*** Opening of Text provided ***

AltHealth: Prescription Price Gouging

CostlyPillBottleIt is becoming an ever more prevalent litany: “The pharmacy won’t fill my prescription; they say the one that you gave me is wrong.” What is frustrating is that yesterday, the prescription might have been filled. Today, the insurance company no longer covers that brand. This Game of Groans is hitting those with diabetes hard, for insulin, their drug of need, has become one of the most lucrative pawns on a very checkered board.

Between 2002 and 2013, prices tripled for some insulins. Ten years ago, the cost was about $24 a vial. Today’s versions can run from $250 to $300 a vial, and patients may need anywhere from two to four vials a month. It’s a life-threatening problem for people with Type 1 or Type 2 diabetes. The skyrocketing prices have forced those on limited incomes to practice self-rationing, with sometimes disastrous results. Disorientation, coma and collapse are common with poorly controlled blood sugar levels, and there is a very real long-term risk of blindness, amputation, heart attack and stroke. In a country where more than 30 million citizens have diabetes and an additional 84 million have prediabetes, the fact that this drug is nearly unaffordable borders on criminal. How did the pharmaceutical companies come to hold patients hostage?

According to the World Health Organization, the patents to manufacture insulin are held by only four companies: Eli Lilly, Sanofi, and Novo Nordisk and Pfizer. They have been guarding those patents for more than 90 years. How? Given a normal shelf life, patents run out. However, it is possible to extend the life of a patent by making incremental “improvements” to the drug formula, causing prescriptions to change with frequency. This strategy has been of great concern to doctors, many of whom are forced to spend an enormous amount of time chasing prescriptions that their patients are able to fill. Pharmaceutical reps manipulate doctors, convincing them to use the newer and more expensive products – the endocrinologists who prescribe them receive the highest per capita amount of money from the pharmaceutical industry. Currently, there is only one affordable, older version available, the result of a corporate partnership between Walmart and Novo Nordisk, and it reaches a very limited market. Walmart has the exclusive rights to sell the ReliOn brand of insulins at a reduced rate of about $24 a vial. ReliOn is unavailable at all other pharmacies. Why?

*** Close of Text provided ***
*** Opening of Provided data ***

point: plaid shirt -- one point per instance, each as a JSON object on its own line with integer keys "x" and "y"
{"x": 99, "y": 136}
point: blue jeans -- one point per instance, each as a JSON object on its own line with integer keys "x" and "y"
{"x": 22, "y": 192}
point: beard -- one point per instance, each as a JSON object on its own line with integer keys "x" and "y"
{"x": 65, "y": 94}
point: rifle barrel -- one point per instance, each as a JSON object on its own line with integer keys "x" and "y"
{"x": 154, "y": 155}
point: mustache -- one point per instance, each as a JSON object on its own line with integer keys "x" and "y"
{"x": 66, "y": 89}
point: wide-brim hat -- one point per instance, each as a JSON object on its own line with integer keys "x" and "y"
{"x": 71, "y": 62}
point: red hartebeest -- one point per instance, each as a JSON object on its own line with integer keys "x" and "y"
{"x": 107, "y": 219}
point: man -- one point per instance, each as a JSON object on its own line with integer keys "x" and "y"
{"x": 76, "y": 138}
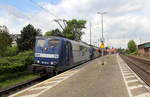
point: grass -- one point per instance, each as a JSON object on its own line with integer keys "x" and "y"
{"x": 9, "y": 80}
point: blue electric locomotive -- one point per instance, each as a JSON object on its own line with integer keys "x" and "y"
{"x": 55, "y": 54}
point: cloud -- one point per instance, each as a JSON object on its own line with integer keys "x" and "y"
{"x": 125, "y": 19}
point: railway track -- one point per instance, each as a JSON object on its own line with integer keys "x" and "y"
{"x": 140, "y": 66}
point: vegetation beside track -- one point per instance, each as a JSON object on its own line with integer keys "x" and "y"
{"x": 14, "y": 69}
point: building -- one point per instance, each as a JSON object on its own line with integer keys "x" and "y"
{"x": 144, "y": 49}
{"x": 14, "y": 38}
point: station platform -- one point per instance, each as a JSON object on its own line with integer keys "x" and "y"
{"x": 92, "y": 79}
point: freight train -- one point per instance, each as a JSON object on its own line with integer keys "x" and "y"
{"x": 56, "y": 54}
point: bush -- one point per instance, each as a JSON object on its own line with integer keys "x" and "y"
{"x": 16, "y": 63}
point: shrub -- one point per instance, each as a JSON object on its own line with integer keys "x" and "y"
{"x": 10, "y": 51}
{"x": 16, "y": 63}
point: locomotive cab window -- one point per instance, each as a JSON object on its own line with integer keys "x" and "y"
{"x": 53, "y": 43}
{"x": 40, "y": 43}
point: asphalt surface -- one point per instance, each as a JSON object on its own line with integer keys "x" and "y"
{"x": 94, "y": 80}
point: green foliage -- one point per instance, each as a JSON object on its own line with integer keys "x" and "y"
{"x": 73, "y": 30}
{"x": 5, "y": 40}
{"x": 55, "y": 32}
{"x": 132, "y": 48}
{"x": 28, "y": 36}
{"x": 10, "y": 51}
{"x": 16, "y": 63}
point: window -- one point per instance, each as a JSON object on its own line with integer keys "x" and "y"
{"x": 40, "y": 43}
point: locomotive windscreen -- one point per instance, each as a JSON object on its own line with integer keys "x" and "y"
{"x": 40, "y": 43}
{"x": 53, "y": 42}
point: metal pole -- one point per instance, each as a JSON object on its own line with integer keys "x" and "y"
{"x": 102, "y": 25}
{"x": 90, "y": 34}
{"x": 102, "y": 39}
{"x": 102, "y": 33}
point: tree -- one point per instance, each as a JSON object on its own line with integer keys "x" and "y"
{"x": 55, "y": 32}
{"x": 28, "y": 36}
{"x": 5, "y": 40}
{"x": 73, "y": 30}
{"x": 132, "y": 46}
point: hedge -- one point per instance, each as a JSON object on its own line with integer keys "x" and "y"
{"x": 16, "y": 63}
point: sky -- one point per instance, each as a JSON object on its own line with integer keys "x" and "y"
{"x": 124, "y": 19}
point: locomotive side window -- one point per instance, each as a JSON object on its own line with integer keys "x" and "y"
{"x": 53, "y": 42}
{"x": 40, "y": 43}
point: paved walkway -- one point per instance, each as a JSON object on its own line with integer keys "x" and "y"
{"x": 90, "y": 80}
{"x": 95, "y": 80}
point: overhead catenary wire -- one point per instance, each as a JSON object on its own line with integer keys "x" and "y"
{"x": 43, "y": 8}
{"x": 57, "y": 18}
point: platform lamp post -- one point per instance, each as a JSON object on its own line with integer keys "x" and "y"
{"x": 102, "y": 37}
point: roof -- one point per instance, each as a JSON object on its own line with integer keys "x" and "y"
{"x": 144, "y": 45}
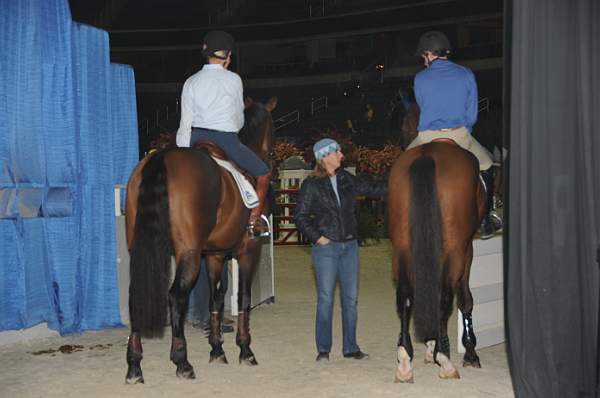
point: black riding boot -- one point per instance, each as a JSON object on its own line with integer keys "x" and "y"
{"x": 256, "y": 226}
{"x": 487, "y": 228}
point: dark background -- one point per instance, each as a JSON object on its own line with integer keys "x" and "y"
{"x": 537, "y": 63}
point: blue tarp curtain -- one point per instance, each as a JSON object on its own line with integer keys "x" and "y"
{"x": 69, "y": 135}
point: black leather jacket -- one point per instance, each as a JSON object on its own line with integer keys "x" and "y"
{"x": 318, "y": 212}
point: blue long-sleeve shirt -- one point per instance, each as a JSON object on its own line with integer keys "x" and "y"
{"x": 447, "y": 95}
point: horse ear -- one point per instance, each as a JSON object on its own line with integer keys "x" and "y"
{"x": 271, "y": 104}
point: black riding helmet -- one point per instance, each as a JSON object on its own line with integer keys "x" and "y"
{"x": 217, "y": 40}
{"x": 434, "y": 41}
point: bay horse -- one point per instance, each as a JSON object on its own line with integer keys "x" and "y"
{"x": 181, "y": 203}
{"x": 436, "y": 203}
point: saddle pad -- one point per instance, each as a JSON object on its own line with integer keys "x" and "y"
{"x": 247, "y": 191}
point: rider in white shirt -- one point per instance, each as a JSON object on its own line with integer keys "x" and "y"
{"x": 212, "y": 109}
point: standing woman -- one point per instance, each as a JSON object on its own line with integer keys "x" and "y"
{"x": 325, "y": 216}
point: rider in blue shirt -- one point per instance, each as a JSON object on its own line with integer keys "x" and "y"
{"x": 447, "y": 96}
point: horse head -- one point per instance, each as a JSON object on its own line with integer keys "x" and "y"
{"x": 257, "y": 133}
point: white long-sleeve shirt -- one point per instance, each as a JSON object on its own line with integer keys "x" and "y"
{"x": 213, "y": 99}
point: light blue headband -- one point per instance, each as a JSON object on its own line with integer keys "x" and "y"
{"x": 324, "y": 147}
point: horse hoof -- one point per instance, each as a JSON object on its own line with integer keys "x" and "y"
{"x": 134, "y": 380}
{"x": 404, "y": 378}
{"x": 449, "y": 374}
{"x": 476, "y": 364}
{"x": 134, "y": 376}
{"x": 185, "y": 372}
{"x": 250, "y": 361}
{"x": 218, "y": 359}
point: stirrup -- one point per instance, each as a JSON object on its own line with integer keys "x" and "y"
{"x": 255, "y": 232}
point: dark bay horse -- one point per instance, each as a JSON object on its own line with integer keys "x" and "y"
{"x": 181, "y": 203}
{"x": 436, "y": 203}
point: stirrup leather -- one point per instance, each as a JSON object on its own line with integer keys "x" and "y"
{"x": 255, "y": 229}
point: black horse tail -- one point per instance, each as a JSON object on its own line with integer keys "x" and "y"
{"x": 151, "y": 250}
{"x": 426, "y": 247}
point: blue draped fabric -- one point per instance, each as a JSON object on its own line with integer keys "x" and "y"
{"x": 69, "y": 136}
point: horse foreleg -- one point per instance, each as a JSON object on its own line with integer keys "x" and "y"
{"x": 134, "y": 357}
{"x": 404, "y": 371}
{"x": 185, "y": 278}
{"x": 243, "y": 338}
{"x": 216, "y": 305}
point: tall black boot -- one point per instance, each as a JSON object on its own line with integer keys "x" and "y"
{"x": 487, "y": 228}
{"x": 256, "y": 226}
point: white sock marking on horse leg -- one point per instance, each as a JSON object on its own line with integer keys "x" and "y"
{"x": 430, "y": 346}
{"x": 404, "y": 373}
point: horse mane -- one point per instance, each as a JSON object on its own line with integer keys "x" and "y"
{"x": 254, "y": 115}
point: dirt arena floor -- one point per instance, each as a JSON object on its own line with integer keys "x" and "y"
{"x": 283, "y": 341}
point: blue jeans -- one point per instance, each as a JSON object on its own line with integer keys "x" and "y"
{"x": 237, "y": 152}
{"x": 332, "y": 261}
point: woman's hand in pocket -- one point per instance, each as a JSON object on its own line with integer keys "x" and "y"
{"x": 322, "y": 241}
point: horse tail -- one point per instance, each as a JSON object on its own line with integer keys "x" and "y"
{"x": 426, "y": 247}
{"x": 150, "y": 253}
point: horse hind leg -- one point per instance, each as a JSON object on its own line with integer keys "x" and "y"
{"x": 441, "y": 353}
{"x": 465, "y": 304}
{"x": 404, "y": 299}
{"x": 246, "y": 259}
{"x": 215, "y": 265}
{"x": 134, "y": 359}
{"x": 188, "y": 267}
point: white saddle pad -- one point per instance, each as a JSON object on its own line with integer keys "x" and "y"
{"x": 247, "y": 191}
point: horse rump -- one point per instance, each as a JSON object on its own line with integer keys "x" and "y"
{"x": 426, "y": 247}
{"x": 150, "y": 252}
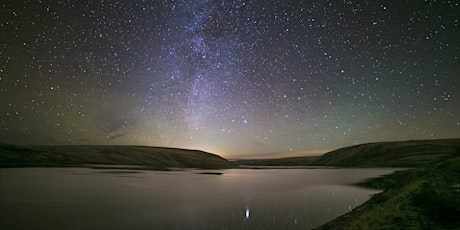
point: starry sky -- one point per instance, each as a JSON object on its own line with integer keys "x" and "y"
{"x": 242, "y": 78}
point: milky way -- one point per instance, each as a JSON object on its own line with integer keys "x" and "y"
{"x": 236, "y": 78}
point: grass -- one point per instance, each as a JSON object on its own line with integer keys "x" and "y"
{"x": 151, "y": 157}
{"x": 426, "y": 196}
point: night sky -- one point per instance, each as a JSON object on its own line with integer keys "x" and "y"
{"x": 236, "y": 78}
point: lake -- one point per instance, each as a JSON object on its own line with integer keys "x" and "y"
{"x": 85, "y": 198}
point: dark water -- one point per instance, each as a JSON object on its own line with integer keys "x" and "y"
{"x": 82, "y": 198}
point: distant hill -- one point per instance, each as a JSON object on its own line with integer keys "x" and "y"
{"x": 382, "y": 154}
{"x": 288, "y": 161}
{"x": 393, "y": 154}
{"x": 151, "y": 157}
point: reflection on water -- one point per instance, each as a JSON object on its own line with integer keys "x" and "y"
{"x": 82, "y": 198}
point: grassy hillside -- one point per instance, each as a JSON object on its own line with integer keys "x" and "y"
{"x": 393, "y": 154}
{"x": 427, "y": 196}
{"x": 153, "y": 157}
{"x": 289, "y": 161}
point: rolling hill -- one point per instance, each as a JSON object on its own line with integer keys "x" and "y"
{"x": 151, "y": 157}
{"x": 393, "y": 154}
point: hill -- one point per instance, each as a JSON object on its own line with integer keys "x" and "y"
{"x": 425, "y": 196}
{"x": 288, "y": 161}
{"x": 151, "y": 157}
{"x": 416, "y": 153}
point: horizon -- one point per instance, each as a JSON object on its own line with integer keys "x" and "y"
{"x": 265, "y": 156}
{"x": 234, "y": 78}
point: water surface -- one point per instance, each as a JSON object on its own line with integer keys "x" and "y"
{"x": 83, "y": 198}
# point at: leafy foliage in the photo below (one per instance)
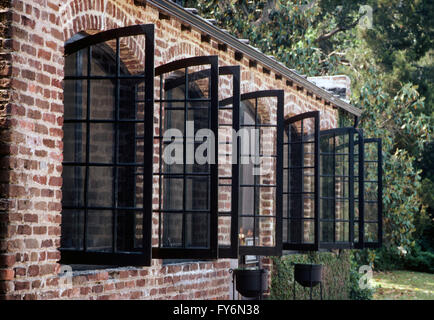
(391, 67)
(340, 277)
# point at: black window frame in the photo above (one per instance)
(231, 251)
(275, 250)
(114, 258)
(211, 252)
(315, 115)
(352, 179)
(378, 159)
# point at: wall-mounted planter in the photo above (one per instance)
(251, 283)
(308, 275)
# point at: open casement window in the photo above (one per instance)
(187, 170)
(260, 140)
(229, 115)
(301, 182)
(340, 180)
(108, 143)
(372, 219)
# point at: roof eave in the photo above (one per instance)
(202, 25)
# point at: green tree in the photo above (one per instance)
(387, 62)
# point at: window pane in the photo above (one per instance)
(100, 191)
(75, 99)
(104, 58)
(99, 228)
(247, 200)
(130, 187)
(371, 232)
(198, 85)
(224, 233)
(265, 232)
(196, 230)
(128, 94)
(174, 119)
(127, 140)
(129, 230)
(172, 229)
(173, 194)
(102, 99)
(197, 193)
(246, 231)
(72, 229)
(74, 142)
(76, 63)
(73, 186)
(102, 137)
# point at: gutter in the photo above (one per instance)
(177, 11)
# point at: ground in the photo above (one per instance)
(403, 285)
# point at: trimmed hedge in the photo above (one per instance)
(340, 280)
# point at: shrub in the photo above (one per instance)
(340, 279)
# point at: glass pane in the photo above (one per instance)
(342, 232)
(174, 119)
(246, 231)
(196, 230)
(130, 187)
(99, 228)
(199, 82)
(267, 205)
(172, 230)
(72, 229)
(371, 190)
(173, 85)
(76, 63)
(327, 231)
(309, 180)
(104, 58)
(75, 99)
(102, 99)
(129, 230)
(197, 193)
(128, 95)
(74, 142)
(265, 232)
(102, 137)
(100, 192)
(127, 153)
(173, 194)
(247, 200)
(371, 211)
(224, 231)
(371, 232)
(73, 186)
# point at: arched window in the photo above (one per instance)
(260, 162)
(108, 136)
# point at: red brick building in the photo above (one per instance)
(82, 183)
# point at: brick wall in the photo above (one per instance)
(32, 35)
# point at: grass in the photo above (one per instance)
(403, 285)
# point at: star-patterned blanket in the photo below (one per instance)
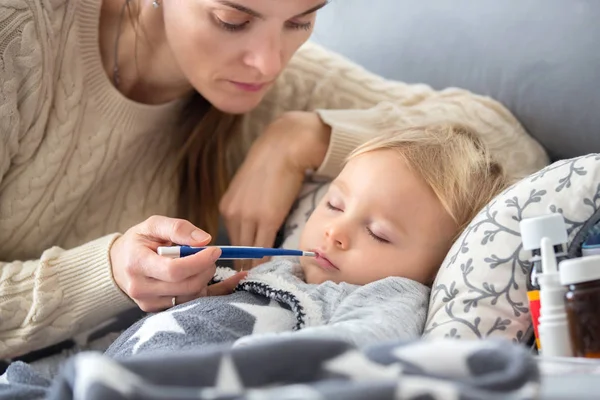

*** Close of Provided data ***

[Questions to answer]:
**1)** Answer these from the article on insulin prices:
(a) About how much did a vial of insulin cost ten years ago?
(b) According to the World Health Organization, how many companies hold the patents to manufacture insulin?
(c) Which retailer has the exclusive rights to sell the ReliOn brand of insulins?
**2)** Carry the article on insulin prices forward from its final sentence.
The records have no connection to the article on insulin prices.

[Answers for the tasks]:
**1)**
(a) About $24 a vial.
(b) Four: Eli Lilly, Sanofi, Novo Nordisk and Pfizer.
(c) Walmart.

**2)**
For an answer, we need only follow the money to a group of middlemen, called Pharmacy Benefit Managers. Their job is to negotiate with drug companies on behalf of employer plans and government programs like Medicaid and Medicare Part D. In theory their goal is to reduce prices, but in truth, they get “rebates” (the new PC term for kickbacks) from drug manufacturers based on sales. How much? The rebates are kept secret, but industry analysts estimate that these deals can amount to as much as 50% of the list price of insulin. Newer versions have higher costs with higher rebates, so these get the biggest push in sales.

An article in The New York Times in January 2019 by Yale School of Medicine endocrinologist Kasai Lipski laid it on the line: “To make insulin affordable, we need more competition. Nothing would do this faster than a ‘generic’ form of insulin.” Yet the pharmaceutical companies have blocked every effort to open the market to generic versions of their drugs. Fortunately, one company’s patent expired recently, which could allow other companies to begin developing new generic forms.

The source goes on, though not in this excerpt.